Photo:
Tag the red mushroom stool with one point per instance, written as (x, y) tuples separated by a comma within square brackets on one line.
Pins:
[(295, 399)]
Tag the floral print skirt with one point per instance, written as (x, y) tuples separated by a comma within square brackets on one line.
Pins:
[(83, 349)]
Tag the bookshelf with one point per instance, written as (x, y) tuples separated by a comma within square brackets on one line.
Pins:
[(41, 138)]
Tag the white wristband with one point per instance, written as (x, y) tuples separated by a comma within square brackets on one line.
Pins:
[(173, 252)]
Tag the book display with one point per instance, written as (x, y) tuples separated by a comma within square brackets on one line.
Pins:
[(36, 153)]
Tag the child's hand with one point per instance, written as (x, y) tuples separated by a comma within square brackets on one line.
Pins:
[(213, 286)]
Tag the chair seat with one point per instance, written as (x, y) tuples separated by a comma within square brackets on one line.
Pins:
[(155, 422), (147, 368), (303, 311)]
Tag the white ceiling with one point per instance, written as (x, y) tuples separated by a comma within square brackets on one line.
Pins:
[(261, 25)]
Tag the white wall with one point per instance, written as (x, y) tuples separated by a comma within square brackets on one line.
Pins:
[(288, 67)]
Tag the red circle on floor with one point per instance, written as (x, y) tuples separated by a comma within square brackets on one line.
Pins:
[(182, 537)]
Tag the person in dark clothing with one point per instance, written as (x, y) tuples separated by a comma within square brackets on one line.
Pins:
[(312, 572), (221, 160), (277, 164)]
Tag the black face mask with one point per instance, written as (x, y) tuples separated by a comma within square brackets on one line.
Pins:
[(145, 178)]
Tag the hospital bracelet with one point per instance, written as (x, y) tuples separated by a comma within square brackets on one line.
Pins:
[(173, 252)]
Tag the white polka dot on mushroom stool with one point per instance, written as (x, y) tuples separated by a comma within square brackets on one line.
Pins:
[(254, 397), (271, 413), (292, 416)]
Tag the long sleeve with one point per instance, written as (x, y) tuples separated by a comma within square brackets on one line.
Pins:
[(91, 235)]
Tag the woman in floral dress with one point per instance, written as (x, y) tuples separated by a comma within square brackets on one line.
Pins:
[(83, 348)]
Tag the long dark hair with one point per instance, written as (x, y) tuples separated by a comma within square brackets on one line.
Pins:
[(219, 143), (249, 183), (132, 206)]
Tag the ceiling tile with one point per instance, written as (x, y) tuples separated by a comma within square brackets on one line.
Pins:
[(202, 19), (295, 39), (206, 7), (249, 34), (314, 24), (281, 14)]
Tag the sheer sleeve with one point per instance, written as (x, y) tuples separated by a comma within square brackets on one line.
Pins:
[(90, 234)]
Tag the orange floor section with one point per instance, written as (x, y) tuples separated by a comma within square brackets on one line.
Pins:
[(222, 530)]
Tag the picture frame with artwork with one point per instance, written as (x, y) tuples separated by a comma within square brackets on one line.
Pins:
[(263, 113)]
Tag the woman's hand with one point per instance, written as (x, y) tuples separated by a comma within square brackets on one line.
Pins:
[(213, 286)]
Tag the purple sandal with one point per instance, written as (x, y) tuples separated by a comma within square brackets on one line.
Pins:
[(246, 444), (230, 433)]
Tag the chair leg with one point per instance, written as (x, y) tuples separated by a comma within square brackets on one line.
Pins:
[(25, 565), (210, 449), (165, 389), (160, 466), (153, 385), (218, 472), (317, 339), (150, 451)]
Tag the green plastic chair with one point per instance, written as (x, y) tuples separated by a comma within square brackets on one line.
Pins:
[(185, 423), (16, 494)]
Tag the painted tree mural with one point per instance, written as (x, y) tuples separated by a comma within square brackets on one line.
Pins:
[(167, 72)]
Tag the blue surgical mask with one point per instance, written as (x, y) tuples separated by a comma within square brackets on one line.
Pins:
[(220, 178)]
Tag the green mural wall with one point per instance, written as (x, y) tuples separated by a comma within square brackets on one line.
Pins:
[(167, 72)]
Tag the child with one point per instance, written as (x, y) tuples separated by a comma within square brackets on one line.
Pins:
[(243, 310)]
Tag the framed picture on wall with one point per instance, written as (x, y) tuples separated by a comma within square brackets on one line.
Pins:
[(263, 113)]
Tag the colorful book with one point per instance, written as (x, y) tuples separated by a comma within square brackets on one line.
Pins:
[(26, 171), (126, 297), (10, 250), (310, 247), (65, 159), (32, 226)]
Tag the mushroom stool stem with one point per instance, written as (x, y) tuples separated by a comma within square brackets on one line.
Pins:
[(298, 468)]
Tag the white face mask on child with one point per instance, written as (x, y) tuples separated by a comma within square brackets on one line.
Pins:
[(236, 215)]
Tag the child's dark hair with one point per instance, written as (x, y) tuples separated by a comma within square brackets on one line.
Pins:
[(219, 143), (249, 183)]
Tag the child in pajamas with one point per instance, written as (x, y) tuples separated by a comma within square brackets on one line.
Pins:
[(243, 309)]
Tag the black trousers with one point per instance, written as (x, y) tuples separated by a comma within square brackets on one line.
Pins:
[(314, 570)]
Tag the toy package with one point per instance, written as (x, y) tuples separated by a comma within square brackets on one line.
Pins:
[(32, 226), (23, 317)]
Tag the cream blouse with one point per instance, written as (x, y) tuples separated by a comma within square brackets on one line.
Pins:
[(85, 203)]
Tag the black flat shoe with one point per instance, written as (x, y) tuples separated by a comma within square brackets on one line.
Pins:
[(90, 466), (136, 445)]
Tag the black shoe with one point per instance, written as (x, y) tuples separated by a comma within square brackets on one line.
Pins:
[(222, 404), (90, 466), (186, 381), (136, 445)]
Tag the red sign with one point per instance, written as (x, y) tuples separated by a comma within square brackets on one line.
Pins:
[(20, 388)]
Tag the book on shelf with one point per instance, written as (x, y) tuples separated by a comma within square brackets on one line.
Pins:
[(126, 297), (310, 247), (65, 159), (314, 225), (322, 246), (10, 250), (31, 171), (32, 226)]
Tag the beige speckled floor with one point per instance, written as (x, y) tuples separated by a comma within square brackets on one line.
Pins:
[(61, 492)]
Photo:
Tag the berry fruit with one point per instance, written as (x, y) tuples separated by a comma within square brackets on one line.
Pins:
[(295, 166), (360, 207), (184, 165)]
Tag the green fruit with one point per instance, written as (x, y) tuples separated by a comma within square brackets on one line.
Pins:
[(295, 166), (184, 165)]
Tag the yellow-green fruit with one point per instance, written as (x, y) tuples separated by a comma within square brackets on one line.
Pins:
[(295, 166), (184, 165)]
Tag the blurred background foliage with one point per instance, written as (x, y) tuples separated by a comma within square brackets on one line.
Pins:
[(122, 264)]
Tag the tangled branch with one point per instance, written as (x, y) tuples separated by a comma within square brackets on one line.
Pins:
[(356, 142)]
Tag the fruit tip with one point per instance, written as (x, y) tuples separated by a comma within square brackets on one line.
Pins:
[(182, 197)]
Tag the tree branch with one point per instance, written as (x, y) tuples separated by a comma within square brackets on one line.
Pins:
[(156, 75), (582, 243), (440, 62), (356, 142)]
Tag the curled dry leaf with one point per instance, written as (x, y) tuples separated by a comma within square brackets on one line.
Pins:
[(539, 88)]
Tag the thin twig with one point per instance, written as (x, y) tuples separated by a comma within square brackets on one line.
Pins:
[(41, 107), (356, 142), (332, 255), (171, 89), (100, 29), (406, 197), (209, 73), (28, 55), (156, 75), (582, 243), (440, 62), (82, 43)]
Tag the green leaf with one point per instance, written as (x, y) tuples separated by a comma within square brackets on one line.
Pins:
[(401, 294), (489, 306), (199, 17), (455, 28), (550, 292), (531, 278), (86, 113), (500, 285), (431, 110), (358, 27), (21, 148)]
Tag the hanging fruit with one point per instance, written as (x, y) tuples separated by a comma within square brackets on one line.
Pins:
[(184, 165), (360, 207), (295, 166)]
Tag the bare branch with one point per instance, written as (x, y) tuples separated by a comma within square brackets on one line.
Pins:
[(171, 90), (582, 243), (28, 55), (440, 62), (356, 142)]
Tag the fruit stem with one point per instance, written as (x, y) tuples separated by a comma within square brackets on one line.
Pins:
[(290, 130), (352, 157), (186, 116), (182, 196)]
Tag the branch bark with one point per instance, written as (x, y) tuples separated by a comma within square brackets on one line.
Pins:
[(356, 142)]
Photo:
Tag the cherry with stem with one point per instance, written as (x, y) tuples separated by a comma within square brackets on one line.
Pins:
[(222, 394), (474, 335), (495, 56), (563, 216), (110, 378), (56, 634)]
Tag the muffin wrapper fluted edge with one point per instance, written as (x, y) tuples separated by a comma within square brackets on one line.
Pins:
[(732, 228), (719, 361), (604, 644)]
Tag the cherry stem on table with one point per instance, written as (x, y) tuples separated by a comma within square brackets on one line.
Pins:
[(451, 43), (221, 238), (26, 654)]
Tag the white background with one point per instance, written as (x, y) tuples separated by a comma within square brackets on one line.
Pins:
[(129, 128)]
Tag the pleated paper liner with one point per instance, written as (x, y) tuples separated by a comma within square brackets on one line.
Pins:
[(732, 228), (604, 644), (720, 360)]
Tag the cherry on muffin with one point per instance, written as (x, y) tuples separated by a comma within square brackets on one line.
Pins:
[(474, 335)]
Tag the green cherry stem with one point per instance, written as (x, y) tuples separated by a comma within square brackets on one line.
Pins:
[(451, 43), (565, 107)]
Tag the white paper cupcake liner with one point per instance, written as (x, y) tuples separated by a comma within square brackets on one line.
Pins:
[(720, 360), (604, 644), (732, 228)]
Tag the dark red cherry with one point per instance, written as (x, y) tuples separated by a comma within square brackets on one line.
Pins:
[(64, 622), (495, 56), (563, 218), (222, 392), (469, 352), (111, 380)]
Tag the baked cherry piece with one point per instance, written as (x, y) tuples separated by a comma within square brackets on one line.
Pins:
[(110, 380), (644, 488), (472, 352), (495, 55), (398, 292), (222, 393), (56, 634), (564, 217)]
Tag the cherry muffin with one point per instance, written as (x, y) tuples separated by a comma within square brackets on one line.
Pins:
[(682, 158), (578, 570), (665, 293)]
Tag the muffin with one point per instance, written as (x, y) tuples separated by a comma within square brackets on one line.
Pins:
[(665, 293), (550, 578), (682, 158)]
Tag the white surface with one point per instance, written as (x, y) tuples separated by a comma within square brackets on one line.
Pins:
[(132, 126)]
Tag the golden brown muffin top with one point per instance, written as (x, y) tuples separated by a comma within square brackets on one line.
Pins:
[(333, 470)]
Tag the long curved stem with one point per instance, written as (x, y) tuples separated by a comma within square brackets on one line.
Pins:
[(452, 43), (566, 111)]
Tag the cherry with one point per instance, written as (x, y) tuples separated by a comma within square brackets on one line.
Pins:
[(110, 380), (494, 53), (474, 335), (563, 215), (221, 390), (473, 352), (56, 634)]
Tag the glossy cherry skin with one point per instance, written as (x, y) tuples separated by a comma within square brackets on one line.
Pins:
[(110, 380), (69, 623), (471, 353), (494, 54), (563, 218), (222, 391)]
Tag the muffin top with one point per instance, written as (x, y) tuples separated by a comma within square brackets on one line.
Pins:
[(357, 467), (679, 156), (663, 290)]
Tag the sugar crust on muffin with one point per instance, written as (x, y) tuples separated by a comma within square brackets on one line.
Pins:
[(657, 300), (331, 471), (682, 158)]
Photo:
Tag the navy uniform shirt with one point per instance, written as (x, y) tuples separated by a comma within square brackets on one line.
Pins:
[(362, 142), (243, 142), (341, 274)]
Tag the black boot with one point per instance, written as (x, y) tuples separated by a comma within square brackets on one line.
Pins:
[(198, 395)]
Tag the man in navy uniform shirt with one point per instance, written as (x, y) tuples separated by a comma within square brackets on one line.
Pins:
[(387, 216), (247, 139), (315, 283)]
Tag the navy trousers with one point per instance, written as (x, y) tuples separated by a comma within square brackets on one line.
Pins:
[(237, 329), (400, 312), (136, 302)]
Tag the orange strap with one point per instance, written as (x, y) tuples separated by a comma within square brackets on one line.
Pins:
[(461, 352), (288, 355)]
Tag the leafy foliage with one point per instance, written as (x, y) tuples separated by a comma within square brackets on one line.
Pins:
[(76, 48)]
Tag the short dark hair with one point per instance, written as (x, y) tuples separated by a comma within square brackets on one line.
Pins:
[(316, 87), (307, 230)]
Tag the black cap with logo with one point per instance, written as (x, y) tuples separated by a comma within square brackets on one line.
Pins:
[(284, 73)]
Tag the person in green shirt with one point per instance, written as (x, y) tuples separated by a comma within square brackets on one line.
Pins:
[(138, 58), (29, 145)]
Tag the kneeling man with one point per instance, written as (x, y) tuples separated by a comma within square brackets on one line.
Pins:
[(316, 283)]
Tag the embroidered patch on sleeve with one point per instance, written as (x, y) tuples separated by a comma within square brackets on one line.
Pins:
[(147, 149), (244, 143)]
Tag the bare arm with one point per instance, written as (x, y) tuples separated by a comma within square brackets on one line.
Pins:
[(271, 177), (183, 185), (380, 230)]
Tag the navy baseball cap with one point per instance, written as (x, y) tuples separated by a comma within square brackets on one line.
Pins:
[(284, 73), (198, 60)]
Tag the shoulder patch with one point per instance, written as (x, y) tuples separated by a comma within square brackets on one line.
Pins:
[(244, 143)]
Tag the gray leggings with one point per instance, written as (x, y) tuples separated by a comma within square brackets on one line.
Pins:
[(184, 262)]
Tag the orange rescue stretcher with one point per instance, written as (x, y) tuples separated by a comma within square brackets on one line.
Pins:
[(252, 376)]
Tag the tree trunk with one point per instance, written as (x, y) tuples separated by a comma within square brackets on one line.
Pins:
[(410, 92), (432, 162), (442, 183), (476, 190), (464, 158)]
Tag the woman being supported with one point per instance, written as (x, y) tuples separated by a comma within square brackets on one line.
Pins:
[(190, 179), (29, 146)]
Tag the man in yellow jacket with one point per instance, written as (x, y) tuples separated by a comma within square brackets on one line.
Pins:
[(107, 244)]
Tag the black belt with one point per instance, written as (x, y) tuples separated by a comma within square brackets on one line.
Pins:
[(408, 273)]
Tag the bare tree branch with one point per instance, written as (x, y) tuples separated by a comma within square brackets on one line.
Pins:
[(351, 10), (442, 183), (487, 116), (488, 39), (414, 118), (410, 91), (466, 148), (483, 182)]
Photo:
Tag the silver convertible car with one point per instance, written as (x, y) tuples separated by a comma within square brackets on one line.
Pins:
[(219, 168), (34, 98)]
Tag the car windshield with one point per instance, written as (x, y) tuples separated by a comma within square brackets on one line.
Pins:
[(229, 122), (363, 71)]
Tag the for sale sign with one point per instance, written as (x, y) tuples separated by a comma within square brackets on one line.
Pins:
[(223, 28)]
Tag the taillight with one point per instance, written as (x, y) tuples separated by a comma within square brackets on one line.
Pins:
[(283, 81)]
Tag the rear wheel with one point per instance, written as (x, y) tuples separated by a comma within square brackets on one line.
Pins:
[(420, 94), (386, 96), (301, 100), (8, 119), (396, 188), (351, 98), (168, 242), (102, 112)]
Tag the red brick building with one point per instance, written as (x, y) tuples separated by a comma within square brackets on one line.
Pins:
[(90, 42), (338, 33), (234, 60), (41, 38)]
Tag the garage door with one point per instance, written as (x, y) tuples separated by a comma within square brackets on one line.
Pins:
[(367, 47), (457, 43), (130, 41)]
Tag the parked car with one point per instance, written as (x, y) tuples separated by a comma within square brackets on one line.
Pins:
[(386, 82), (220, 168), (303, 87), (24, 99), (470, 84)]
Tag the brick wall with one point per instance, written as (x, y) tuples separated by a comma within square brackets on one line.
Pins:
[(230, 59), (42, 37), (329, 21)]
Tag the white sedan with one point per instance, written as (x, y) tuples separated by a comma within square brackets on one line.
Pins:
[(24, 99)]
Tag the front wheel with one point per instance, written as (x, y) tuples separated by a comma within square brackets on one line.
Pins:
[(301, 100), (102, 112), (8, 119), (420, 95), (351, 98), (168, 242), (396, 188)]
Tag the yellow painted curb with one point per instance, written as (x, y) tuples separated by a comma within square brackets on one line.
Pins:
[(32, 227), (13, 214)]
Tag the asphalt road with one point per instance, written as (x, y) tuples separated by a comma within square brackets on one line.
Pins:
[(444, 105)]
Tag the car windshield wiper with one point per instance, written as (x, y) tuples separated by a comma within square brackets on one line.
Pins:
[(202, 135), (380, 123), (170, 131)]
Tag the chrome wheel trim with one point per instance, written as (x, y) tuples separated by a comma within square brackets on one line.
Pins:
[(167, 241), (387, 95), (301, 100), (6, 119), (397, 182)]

• [Aim of the task] Copy out, without any alteration, the lines above running from the line containing "Tag the muffin wrapper" through the line containing "[(451, 43), (221, 238), (26, 654)]", both of those lines included.

• [Correct response]
Tag the muffin wrapper fluted edge with one point per instance, written as (x, y) tuples separated by a comma within square brackets on one line.
Pins:
[(732, 228), (719, 361), (604, 644)]
Tag the cherry stem on table with one point per instance, written as (x, y) tuples separated by a comma within square brackets on one line.
Pins:
[(451, 43), (221, 238), (26, 654)]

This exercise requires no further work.